— START —

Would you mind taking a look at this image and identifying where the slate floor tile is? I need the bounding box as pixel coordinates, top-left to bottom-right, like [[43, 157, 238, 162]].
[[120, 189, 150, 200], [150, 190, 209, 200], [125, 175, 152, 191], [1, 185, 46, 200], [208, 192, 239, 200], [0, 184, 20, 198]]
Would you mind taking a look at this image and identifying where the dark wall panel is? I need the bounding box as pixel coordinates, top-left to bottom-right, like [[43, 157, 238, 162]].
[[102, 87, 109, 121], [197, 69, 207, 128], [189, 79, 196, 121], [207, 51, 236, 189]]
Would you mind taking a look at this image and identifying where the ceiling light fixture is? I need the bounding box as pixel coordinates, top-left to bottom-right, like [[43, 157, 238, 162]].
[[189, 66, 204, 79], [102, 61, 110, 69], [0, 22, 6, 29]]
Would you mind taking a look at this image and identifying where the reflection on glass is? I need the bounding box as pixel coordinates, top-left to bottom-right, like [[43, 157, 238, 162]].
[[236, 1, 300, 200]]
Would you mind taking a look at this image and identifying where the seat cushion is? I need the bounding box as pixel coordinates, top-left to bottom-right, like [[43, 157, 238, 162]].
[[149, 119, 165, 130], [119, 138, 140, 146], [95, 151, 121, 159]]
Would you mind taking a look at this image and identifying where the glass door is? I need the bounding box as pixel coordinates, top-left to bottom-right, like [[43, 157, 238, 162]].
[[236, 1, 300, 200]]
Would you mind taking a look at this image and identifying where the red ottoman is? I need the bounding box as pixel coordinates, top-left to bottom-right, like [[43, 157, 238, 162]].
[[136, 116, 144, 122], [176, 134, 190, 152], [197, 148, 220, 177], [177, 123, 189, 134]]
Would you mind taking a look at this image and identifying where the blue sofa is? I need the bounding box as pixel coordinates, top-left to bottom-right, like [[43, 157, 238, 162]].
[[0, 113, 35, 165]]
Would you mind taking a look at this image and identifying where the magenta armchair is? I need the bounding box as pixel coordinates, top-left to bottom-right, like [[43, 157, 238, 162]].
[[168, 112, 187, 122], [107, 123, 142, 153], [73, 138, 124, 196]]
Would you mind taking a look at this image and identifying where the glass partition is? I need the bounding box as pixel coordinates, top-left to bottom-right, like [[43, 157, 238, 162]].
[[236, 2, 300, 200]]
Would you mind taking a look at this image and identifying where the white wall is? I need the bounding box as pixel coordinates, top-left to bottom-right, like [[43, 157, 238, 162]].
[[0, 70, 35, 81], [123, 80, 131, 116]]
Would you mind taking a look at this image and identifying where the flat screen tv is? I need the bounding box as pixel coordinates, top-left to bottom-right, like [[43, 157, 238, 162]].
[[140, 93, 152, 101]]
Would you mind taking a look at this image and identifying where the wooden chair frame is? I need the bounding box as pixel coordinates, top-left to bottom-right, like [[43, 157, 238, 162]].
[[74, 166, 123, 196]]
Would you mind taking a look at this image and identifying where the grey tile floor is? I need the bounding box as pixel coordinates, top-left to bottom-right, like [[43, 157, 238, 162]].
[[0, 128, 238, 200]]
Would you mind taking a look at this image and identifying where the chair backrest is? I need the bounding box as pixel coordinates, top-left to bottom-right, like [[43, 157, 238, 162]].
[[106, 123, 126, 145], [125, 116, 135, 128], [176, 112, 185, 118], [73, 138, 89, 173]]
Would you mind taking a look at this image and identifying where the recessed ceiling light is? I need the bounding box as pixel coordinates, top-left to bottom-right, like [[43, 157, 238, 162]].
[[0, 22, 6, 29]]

— END —

Task to carry out
Take the listing from the line with "the glass partition" up to and including the line with "[[236, 2, 300, 200]]" and swap "glass partition" for "glass divider". Give back only those lines, with everything else left as it is.

Response for this exercise
Would you mind taking a look at this image and identifying where the glass divider is? I need the bounding box as pixel coordinates, top-left to bottom-right, like [[43, 157, 238, 162]].
[[236, 2, 300, 200]]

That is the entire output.